Please rewrite the records from the line with "Note. One marker is placed on each instance of the dry" up to and including the line with "[(433, 315)]" as a two-column CSV with the columns input and output, one row per record. Put each value in a single quoted field, with line breaks replaced by spaces.

Location annotation dataset excerpts:
BEGIN

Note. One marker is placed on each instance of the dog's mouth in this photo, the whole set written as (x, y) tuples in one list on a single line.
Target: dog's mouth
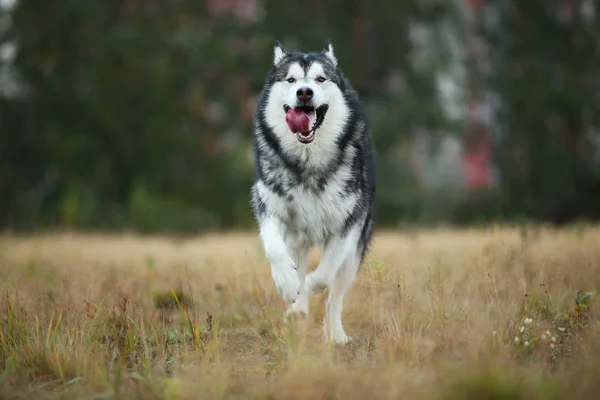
[(304, 121)]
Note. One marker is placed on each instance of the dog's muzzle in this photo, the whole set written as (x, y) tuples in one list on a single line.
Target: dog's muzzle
[(305, 120)]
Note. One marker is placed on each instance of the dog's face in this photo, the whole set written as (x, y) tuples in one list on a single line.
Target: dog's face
[(305, 99)]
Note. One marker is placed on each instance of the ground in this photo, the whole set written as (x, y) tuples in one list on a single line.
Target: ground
[(474, 314)]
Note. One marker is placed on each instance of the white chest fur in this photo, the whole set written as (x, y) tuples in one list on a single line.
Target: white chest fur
[(312, 215)]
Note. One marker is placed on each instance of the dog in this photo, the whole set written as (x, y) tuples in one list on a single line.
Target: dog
[(314, 180)]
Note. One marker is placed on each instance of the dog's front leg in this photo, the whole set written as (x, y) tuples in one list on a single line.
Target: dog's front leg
[(283, 268)]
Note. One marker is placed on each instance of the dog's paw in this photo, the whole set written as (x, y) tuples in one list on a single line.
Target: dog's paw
[(315, 283), (340, 338), (286, 281), (299, 309)]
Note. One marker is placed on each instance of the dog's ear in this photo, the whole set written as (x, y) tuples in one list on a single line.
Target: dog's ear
[(278, 53), (328, 51)]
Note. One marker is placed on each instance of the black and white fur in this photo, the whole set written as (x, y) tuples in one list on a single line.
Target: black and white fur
[(319, 193)]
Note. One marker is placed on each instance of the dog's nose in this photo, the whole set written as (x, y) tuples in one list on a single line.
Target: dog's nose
[(304, 94)]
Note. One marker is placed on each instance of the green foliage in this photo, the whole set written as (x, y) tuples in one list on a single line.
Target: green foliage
[(138, 115)]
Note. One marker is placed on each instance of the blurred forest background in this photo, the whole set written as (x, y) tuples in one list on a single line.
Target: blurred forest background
[(136, 115)]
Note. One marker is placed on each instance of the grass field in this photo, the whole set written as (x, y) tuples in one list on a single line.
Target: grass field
[(445, 314)]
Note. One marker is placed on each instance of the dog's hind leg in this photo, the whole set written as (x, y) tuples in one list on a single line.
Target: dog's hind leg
[(299, 254), (335, 254), (332, 324), (283, 268)]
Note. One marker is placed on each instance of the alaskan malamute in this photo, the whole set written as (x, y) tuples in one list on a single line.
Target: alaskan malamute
[(315, 180)]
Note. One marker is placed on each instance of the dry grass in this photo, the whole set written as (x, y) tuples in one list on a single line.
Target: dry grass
[(433, 315)]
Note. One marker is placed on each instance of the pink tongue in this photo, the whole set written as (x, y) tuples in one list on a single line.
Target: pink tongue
[(297, 120)]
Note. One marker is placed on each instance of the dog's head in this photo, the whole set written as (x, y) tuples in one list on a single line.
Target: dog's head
[(305, 93)]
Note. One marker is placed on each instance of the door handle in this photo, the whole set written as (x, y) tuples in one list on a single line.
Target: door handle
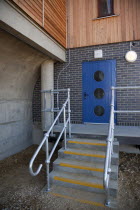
[(85, 95)]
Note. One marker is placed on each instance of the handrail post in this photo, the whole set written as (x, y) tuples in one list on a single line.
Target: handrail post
[(112, 104), (69, 113), (64, 115), (47, 164), (52, 109)]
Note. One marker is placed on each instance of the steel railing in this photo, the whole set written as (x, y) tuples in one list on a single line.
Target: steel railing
[(46, 136), (110, 138)]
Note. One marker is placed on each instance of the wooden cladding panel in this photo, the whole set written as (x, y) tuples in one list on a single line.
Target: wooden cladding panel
[(54, 16), (84, 31)]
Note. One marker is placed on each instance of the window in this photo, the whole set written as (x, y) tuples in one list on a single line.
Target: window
[(105, 8)]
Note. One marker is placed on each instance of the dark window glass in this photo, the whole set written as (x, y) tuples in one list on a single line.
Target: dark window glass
[(99, 76), (99, 110), (99, 93), (105, 8)]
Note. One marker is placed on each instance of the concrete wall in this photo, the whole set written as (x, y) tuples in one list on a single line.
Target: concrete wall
[(19, 69)]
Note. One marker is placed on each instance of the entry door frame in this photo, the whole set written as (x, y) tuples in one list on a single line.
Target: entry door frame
[(113, 83)]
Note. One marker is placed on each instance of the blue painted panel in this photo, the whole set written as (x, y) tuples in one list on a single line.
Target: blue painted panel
[(90, 102)]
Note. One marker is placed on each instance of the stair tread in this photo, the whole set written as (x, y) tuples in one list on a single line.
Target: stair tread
[(83, 151), (84, 140), (78, 177), (92, 164), (78, 195)]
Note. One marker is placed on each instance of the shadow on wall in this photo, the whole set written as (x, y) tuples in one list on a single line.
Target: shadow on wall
[(19, 70)]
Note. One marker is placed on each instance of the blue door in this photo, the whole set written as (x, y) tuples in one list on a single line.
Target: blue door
[(98, 77)]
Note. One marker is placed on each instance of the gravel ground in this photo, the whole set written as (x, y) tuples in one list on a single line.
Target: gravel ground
[(19, 190)]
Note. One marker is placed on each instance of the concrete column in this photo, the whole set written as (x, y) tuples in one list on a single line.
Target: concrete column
[(47, 83)]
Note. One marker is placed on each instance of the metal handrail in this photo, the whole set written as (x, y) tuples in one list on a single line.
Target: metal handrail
[(110, 138), (45, 140)]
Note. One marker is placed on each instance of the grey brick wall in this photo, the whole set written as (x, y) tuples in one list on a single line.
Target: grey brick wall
[(127, 74)]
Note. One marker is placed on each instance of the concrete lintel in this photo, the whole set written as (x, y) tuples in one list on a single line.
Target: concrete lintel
[(18, 24)]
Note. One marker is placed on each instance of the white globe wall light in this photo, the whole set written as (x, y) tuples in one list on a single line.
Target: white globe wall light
[(131, 56)]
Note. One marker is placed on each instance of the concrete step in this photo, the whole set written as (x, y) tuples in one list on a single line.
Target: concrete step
[(80, 196), (94, 144), (82, 182), (86, 143), (83, 167), (82, 154)]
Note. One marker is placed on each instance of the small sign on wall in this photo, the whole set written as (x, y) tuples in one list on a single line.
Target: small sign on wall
[(98, 53)]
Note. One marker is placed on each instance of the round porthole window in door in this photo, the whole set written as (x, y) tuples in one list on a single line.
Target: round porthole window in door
[(99, 110), (99, 93), (98, 76)]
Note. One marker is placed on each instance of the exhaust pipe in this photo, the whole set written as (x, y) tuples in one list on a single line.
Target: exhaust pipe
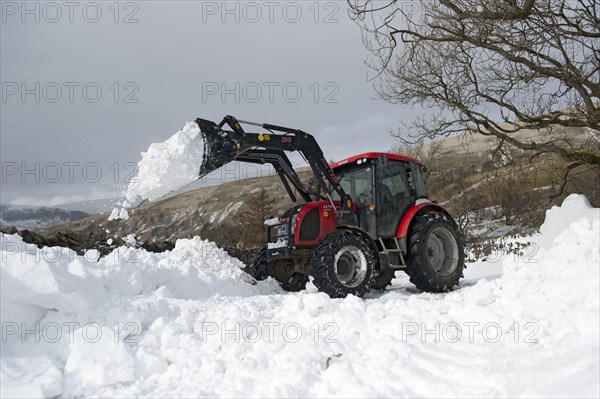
[(219, 148)]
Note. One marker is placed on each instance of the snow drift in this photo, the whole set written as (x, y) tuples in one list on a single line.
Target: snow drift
[(185, 324)]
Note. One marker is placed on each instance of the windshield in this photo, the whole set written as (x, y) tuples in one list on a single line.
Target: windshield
[(357, 181)]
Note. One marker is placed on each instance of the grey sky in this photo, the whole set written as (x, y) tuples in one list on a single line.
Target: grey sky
[(171, 61)]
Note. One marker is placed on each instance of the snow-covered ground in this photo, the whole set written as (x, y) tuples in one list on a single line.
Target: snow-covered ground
[(165, 168), (187, 323)]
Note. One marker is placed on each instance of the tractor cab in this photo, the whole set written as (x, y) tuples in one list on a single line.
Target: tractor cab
[(383, 187), (363, 219)]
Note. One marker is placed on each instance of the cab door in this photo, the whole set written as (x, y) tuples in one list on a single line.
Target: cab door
[(393, 195)]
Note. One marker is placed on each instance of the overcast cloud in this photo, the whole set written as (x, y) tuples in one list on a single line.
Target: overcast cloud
[(168, 65)]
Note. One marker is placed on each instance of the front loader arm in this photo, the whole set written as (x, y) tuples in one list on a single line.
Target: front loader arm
[(223, 146)]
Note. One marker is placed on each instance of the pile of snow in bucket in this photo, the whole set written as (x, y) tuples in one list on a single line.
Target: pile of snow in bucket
[(165, 167), (184, 323)]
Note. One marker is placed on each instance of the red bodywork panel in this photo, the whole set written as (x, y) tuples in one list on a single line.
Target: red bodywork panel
[(408, 216), (371, 155), (327, 224)]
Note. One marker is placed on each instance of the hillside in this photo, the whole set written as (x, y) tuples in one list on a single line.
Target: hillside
[(27, 217)]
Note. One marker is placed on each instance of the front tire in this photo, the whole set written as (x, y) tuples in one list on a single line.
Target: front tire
[(383, 280), (435, 258), (343, 264), (289, 280)]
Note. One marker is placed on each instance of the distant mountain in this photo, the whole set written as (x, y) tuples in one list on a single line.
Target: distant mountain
[(27, 217)]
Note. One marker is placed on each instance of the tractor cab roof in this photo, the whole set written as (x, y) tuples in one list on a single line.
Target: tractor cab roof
[(371, 155)]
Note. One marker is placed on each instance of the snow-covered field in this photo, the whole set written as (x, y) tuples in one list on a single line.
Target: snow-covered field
[(187, 323)]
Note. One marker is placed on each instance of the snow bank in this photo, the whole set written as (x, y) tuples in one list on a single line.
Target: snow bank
[(182, 323), (169, 165)]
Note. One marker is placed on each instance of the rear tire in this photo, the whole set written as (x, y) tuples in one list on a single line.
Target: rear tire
[(383, 280), (343, 264), (288, 280), (435, 258)]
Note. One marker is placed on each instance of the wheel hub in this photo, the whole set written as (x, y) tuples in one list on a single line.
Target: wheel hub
[(350, 266), (442, 251)]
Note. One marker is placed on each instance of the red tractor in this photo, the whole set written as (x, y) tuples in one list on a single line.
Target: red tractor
[(360, 220)]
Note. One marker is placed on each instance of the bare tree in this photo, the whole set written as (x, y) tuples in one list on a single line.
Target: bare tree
[(497, 67)]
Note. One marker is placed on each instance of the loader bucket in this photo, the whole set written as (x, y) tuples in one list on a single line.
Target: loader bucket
[(219, 149)]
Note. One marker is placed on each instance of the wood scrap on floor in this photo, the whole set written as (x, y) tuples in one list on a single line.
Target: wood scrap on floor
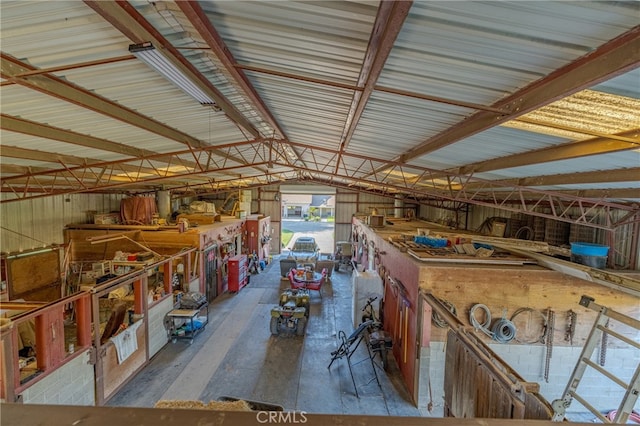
[(239, 405)]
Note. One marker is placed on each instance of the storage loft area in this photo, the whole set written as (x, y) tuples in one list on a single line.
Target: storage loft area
[(488, 299), (511, 301), (116, 291)]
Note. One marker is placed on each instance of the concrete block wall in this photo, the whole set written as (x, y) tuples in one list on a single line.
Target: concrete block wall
[(71, 384), (157, 333)]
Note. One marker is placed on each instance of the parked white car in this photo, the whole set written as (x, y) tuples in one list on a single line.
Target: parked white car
[(305, 250)]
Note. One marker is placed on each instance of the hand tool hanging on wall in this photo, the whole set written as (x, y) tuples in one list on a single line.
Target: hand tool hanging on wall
[(570, 329)]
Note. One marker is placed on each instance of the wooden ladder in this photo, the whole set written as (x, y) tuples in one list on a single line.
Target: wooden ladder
[(600, 329)]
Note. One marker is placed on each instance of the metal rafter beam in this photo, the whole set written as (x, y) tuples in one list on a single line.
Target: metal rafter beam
[(398, 178), (612, 58), (126, 19), (595, 146), (194, 13), (126, 173), (62, 89), (618, 175), (389, 20)]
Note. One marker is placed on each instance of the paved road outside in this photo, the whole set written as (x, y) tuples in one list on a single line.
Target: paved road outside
[(323, 232)]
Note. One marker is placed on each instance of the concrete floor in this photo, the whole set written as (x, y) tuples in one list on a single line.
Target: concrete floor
[(237, 356)]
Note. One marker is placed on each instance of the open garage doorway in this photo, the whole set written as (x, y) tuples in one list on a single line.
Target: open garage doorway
[(308, 210)]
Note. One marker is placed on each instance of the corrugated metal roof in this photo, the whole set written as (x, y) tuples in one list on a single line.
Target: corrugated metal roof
[(431, 97)]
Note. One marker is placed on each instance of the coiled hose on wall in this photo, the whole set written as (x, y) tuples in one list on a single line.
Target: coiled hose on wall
[(502, 331)]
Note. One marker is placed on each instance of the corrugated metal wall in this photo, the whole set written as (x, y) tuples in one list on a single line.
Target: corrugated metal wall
[(40, 222)]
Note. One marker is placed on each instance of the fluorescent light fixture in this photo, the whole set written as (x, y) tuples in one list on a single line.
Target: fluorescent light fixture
[(148, 54)]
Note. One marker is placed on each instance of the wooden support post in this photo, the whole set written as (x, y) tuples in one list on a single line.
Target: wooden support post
[(83, 321), (43, 340), (139, 297), (167, 274), (187, 270)]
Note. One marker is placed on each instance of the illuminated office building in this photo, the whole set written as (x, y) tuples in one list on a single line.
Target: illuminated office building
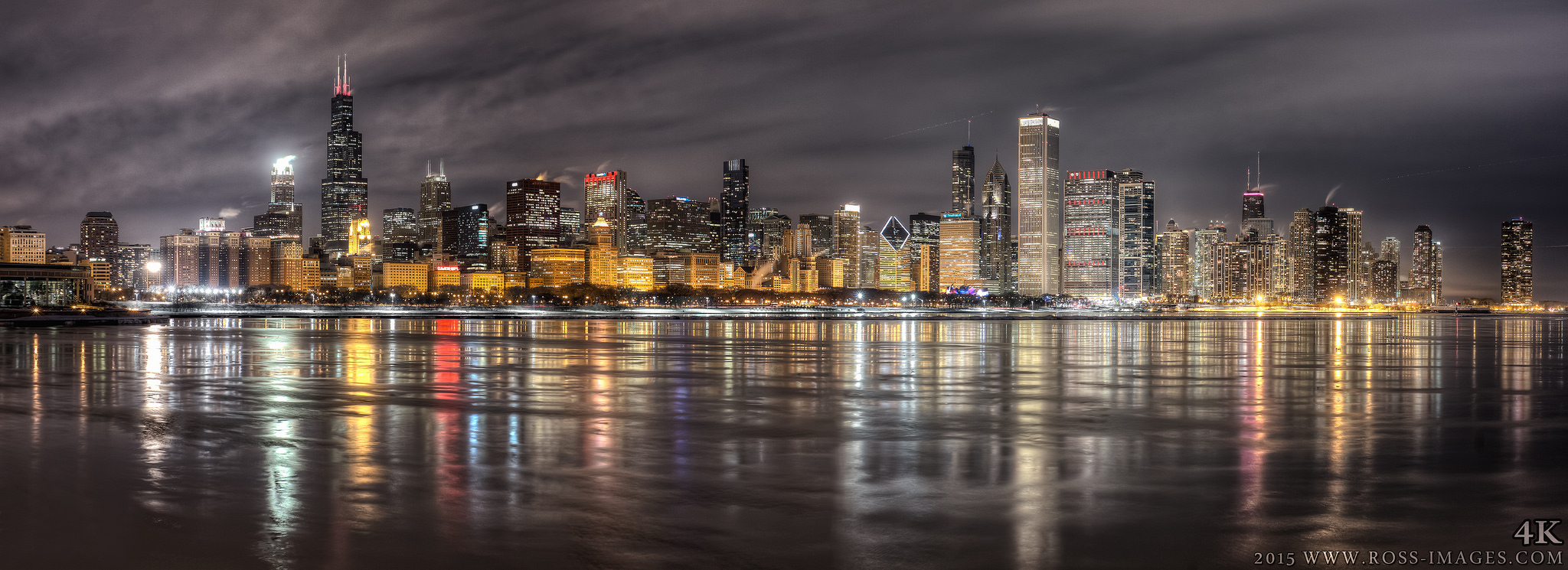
[(847, 242), (1174, 246), (959, 265), (1135, 256), (1426, 269), (679, 224), (534, 213), (284, 217), (998, 252), (965, 181), (1518, 246), (345, 193), (734, 204), (1038, 206), (466, 236), (1092, 213), (604, 196)]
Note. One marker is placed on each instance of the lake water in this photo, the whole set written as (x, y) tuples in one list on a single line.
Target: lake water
[(447, 444)]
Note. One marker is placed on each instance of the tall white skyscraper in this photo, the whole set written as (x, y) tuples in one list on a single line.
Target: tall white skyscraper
[(1038, 206)]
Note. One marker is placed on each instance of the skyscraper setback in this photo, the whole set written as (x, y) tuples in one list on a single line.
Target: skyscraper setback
[(1038, 206), (435, 197), (1518, 246), (345, 193), (996, 229), (733, 206), (284, 217), (965, 181)]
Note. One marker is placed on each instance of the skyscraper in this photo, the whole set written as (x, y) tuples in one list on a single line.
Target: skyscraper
[(466, 236), (1302, 281), (345, 193), (996, 229), (604, 196), (1333, 254), (435, 199), (678, 224), (1038, 206), (1174, 262), (635, 221), (1092, 213), (847, 242), (1518, 245), (1135, 257), (284, 217), (821, 233), (1424, 270), (1204, 263), (965, 181), (960, 262), (534, 210), (733, 207)]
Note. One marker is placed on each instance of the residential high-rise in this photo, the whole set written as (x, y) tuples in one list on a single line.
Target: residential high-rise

END

Solution to the exercise:
input,output
"Note. One marker is placed on each instance of the dry grass in this photo, the whole set written as (x, y) tuples in one list on a single line. Target: dry grass","[(433, 315)]"